Copy the following lines verbatim, without any changes.

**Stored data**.
****
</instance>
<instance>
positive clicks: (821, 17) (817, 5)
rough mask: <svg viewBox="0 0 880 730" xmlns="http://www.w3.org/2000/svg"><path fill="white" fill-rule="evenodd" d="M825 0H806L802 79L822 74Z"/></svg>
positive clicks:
****
**Written reply**.
</instance>
<instance>
positive clicks: (821, 17) (817, 5)
rough mask: <svg viewBox="0 0 880 730" xmlns="http://www.w3.org/2000/svg"><path fill="white" fill-rule="evenodd" d="M825 0H806L802 79L822 74Z"/></svg>
positive clicks:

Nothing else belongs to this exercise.